===== Items =====

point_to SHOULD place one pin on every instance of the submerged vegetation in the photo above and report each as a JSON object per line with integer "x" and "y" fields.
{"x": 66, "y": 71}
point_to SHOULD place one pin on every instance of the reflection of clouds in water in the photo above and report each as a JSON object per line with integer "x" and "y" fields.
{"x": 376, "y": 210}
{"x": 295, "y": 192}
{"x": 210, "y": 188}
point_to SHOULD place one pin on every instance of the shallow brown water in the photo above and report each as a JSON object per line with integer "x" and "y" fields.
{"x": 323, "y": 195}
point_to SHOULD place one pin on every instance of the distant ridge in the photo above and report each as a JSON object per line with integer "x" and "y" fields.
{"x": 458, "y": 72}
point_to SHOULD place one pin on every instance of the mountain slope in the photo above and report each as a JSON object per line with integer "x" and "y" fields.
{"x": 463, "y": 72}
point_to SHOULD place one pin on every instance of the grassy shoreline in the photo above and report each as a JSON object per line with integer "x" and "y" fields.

=====
===== Items =====

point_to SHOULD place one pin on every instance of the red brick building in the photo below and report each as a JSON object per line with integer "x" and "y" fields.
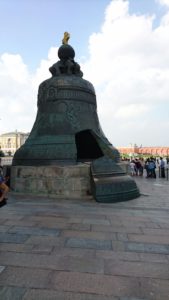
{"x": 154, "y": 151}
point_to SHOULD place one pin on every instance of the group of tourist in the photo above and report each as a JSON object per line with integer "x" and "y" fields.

=====

Write out again, unchanged, the lines of the records between the line holding "point_to SHOULD place one pin on every instance of the mountain" and the line holding "point_to SHOULD place one pin on every instance of the grassy", inclusive.

point_to SHOULD place one pin on every instance of the mountain slope in the photo above and report each as a JSON object per line with integer "x" and "y" fields.
{"x": 463, "y": 72}
point_to SHOULD place one pin on every instance of the grassy shoreline in the photo above and report each as a JSON object per line with integer "x" and "y" fields.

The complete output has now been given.